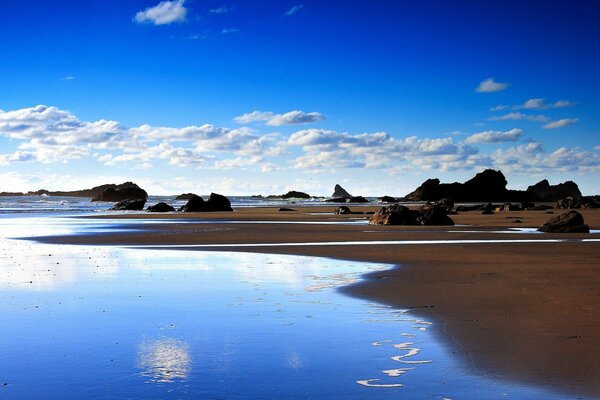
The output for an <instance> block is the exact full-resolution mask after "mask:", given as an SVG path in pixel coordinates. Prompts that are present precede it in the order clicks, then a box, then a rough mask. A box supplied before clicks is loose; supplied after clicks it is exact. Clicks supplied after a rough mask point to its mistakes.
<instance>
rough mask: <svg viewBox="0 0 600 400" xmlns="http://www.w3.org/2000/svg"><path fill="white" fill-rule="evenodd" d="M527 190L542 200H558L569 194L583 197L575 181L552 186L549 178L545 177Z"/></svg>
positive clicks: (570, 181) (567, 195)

*****

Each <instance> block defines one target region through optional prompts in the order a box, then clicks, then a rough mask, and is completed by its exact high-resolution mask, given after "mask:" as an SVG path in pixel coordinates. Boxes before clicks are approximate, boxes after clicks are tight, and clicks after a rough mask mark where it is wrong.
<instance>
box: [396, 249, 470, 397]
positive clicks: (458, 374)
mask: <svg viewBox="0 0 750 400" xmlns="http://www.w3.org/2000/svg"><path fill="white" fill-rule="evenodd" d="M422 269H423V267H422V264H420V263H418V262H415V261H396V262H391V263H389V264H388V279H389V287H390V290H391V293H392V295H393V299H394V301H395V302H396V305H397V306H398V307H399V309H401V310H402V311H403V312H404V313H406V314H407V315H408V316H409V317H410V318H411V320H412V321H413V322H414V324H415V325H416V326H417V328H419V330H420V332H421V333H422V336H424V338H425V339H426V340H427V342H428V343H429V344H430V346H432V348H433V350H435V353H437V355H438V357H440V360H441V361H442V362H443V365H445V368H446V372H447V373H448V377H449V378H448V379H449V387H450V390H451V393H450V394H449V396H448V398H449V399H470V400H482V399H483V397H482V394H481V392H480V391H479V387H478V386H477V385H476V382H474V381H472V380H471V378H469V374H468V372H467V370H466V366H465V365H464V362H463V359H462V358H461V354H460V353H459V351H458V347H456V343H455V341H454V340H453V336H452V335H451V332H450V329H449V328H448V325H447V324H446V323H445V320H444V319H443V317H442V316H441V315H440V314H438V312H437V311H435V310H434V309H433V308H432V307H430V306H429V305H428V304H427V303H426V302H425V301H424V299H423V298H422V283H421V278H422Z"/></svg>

*****

Task instructions:
Reproduce the rows between the line that contains "The output for" and the line that contains "positive clicks: (570, 181) (567, 195)", inclusive.

Completed exercise:
The output for an <instance> block is the exact full-resolution mask after "mask:", given as an SVG path in pixel coordinates. Prompts that are present precede it in the order clicks, then a box, then a rough mask. A box supplied before clicks is loose; supplied after clicks it is exact. Clicks supplied after a rough mask point to its mistakes.
<instance>
rough mask: <svg viewBox="0 0 600 400" xmlns="http://www.w3.org/2000/svg"><path fill="white" fill-rule="evenodd" d="M527 190L542 200H558L569 194L583 197L575 181L552 186L549 178L545 177Z"/></svg>
positive clicks: (570, 181) (567, 195)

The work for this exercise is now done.